» Prompt
Could you recast every line of these records as a Markdown table with a column named No. for the row number and a column named Line for the text, skipping blank lines and leaving the pictures out?

------ Records supplied

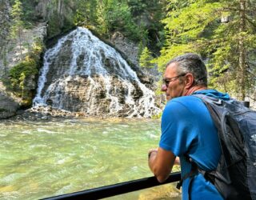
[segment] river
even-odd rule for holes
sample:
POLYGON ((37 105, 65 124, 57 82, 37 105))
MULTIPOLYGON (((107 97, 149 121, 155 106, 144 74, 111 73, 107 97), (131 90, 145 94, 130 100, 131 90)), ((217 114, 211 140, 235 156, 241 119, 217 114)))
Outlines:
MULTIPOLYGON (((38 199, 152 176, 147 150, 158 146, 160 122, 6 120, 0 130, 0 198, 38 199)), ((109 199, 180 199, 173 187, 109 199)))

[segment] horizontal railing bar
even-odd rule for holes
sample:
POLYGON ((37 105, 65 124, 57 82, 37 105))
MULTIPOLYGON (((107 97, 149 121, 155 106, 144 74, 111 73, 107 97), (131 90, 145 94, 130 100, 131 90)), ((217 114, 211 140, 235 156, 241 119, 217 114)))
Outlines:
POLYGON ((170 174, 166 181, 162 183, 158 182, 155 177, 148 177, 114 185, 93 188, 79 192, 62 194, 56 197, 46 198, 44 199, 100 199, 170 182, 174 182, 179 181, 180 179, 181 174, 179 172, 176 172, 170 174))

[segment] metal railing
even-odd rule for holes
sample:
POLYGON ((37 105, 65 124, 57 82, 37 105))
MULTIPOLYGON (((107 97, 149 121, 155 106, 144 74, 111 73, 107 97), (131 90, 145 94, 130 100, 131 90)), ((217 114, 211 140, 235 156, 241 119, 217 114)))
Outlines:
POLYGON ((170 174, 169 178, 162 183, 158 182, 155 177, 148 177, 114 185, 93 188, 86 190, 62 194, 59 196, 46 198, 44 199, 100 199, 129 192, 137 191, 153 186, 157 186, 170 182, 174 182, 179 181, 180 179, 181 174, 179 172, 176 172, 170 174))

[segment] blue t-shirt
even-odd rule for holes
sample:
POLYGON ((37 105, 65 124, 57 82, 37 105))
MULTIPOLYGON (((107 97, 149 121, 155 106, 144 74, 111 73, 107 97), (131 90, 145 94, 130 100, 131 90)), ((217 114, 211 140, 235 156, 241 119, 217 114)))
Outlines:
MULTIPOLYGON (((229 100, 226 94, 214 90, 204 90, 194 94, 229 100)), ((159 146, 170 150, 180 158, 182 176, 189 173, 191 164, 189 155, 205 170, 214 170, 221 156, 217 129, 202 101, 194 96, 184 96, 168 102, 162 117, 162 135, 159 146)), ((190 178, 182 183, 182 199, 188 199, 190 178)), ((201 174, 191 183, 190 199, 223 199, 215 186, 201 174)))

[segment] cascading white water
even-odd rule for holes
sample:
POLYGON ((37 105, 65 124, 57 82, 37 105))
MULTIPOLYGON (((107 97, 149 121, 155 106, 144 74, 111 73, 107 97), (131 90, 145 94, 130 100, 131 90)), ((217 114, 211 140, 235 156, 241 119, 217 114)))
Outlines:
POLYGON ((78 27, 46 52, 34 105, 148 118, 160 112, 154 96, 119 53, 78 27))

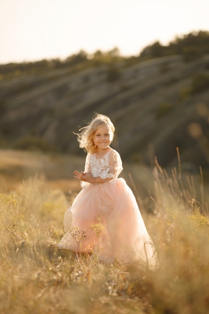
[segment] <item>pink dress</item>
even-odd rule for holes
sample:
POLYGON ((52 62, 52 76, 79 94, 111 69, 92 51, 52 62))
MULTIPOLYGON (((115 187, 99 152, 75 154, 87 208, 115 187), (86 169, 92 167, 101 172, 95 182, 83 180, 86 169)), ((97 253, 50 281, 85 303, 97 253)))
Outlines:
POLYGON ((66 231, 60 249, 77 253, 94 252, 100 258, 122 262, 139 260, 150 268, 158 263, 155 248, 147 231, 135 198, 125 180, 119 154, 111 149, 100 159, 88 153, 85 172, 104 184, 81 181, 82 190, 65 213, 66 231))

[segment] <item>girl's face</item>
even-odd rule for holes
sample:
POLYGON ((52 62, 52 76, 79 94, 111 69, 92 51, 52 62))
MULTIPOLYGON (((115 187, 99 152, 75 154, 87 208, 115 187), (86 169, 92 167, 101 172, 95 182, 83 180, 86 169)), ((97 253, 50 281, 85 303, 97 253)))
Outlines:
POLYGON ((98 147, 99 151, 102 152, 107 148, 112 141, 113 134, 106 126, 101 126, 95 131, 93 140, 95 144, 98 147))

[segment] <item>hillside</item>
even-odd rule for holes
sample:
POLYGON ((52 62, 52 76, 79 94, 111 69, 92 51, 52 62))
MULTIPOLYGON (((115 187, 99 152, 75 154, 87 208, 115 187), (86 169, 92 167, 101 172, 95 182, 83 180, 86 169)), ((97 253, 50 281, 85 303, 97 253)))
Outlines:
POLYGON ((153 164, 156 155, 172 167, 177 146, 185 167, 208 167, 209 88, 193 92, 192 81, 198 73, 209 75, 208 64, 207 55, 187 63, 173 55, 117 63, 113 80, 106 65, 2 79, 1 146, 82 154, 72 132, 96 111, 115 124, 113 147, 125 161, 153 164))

------------

» Final result
| No. | Line |
|---|---|
| 1 | [segment] river |
| 2 | even-odd rule for holes |
| 3 | sample: |
| 4 | POLYGON ((37 105, 65 124, 57 82, 37 105)) |
| 5 | MULTIPOLYGON (((107 97, 149 121, 155 106, 144 74, 111 73, 107 97), (131 90, 145 94, 130 100, 131 90)), ((217 114, 211 140, 235 156, 241 119, 217 114))) |
| 6 | Outlines: |
| 7 | MULTIPOLYGON (((38 199, 152 176, 147 150, 158 146, 160 122, 6 120, 0 130, 0 198, 38 199)), ((109 199, 180 199, 173 187, 109 199))) |
| 8 | [segment] horizontal railing bar |
| 9 | even-odd rule for holes |
| 10 | sample: |
| 11 | POLYGON ((37 105, 65 124, 57 82, 37 105)) |
| 12 | MULTIPOLYGON (((107 97, 149 121, 155 106, 144 74, 111 73, 107 97), (131 90, 145 94, 130 100, 131 90)), ((217 114, 211 140, 235 156, 241 119, 217 114))) |
| 13 | Outlines: |
| 14 | POLYGON ((170 174, 166 181, 162 183, 158 182, 155 177, 148 177, 114 185, 93 188, 79 192, 62 194, 56 197, 46 198, 44 199, 100 199, 170 182, 174 182, 179 181, 180 179, 181 174, 179 172, 176 172, 170 174)) |
| 15 | [segment] metal railing |
| 16 | even-odd rule for holes |
| 17 | sample: |
| 18 | POLYGON ((37 105, 65 124, 57 82, 37 105)) |
| 19 | MULTIPOLYGON (((107 97, 149 121, 155 106, 144 74, 111 73, 107 97), (131 90, 145 94, 130 100, 131 90)), ((217 114, 211 140, 235 156, 241 119, 217 114))) |
| 20 | Outlines: |
| 21 | POLYGON ((170 174, 169 178, 162 183, 158 182, 155 177, 148 177, 114 185, 93 188, 86 190, 62 194, 59 196, 46 198, 44 199, 100 199, 129 192, 137 191, 153 186, 157 186, 170 182, 174 182, 179 181, 180 179, 181 174, 179 172, 176 172, 170 174)) |
| 22 | [segment] blue t-shirt |
| 23 | even-odd rule for holes |
| 24 | sample: |
| 25 | POLYGON ((37 105, 65 124, 57 82, 37 105)) |
| 26 | MULTIPOLYGON (((107 97, 149 121, 155 106, 144 74, 111 73, 107 97), (131 90, 145 94, 130 100, 131 90)), ((217 114, 211 140, 235 156, 241 119, 217 114))) |
| 27 | Outlines: |
| 28 | MULTIPOLYGON (((229 100, 226 94, 214 90, 204 90, 194 94, 229 100)), ((159 146, 170 150, 180 158, 182 176, 189 173, 191 164, 189 155, 205 170, 214 170, 221 156, 217 129, 202 101, 194 96, 184 96, 168 102, 162 117, 162 135, 159 146)), ((190 178, 182 183, 182 199, 188 199, 190 178)), ((201 174, 191 183, 190 199, 223 199, 215 186, 201 174))) |
| 29 | [segment] cascading white water |
| 30 | even-odd rule for holes |
| 31 | sample: |
| 32 | POLYGON ((37 105, 65 124, 57 82, 37 105)) |
| 33 | MULTIPOLYGON (((107 97, 149 121, 155 106, 144 74, 111 73, 107 97), (131 90, 145 94, 130 100, 131 90)), ((217 114, 211 140, 235 156, 241 119, 217 114))) |
| 34 | Outlines: |
| 35 | POLYGON ((78 27, 46 52, 34 105, 148 118, 160 112, 154 96, 119 53, 78 27)) |
| 36 | [segment] <item>pink dress</item> |
| 37 | even-odd rule for holes |
| 38 | sample: |
| 39 | POLYGON ((52 62, 52 76, 79 94, 111 69, 92 51, 52 62)) |
| 40 | MULTIPOLYGON (((115 187, 99 152, 75 154, 87 208, 115 187), (86 169, 92 167, 101 172, 95 182, 83 180, 86 169)), ((97 253, 50 281, 85 303, 97 253))) |
| 41 | Outlines: |
| 42 | POLYGON ((66 231, 60 249, 77 253, 94 252, 100 258, 122 262, 139 260, 150 268, 158 263, 155 248, 147 231, 135 198, 125 180, 119 154, 111 149, 100 159, 88 153, 85 172, 104 184, 81 181, 82 190, 65 213, 66 231)) |
| 43 | [segment] <item>girl's face</item> |
| 44 | even-odd rule for holes |
| 45 | sample: |
| 46 | POLYGON ((52 62, 52 76, 79 94, 111 69, 92 51, 52 62)) |
| 47 | MULTIPOLYGON (((115 187, 99 152, 75 154, 87 208, 115 187), (86 169, 92 167, 101 172, 95 182, 83 180, 86 169)), ((97 253, 50 281, 85 303, 97 253))) |
| 48 | Outlines: |
| 49 | POLYGON ((98 147, 99 151, 102 152, 107 148, 112 141, 113 134, 106 126, 101 126, 95 131, 93 140, 95 144, 98 147)) |
| 50 | [segment] <item>hillside</item> |
| 51 | even-odd rule for holes |
| 52 | sample: |
| 53 | POLYGON ((52 62, 52 76, 79 94, 111 69, 92 51, 52 62)) |
| 54 | MULTIPOLYGON (((115 187, 99 152, 75 154, 87 208, 115 187), (86 169, 92 167, 101 172, 95 182, 83 180, 86 169)), ((97 253, 50 281, 85 303, 97 253))) |
| 55 | Outlines: |
| 56 | POLYGON ((153 164, 156 155, 172 167, 177 146, 185 167, 208 167, 209 88, 193 92, 192 81, 198 73, 209 75, 208 64, 207 55, 187 63, 173 55, 117 63, 113 80, 106 65, 2 79, 1 146, 82 154, 72 132, 96 111, 115 124, 113 147, 125 161, 153 164)) |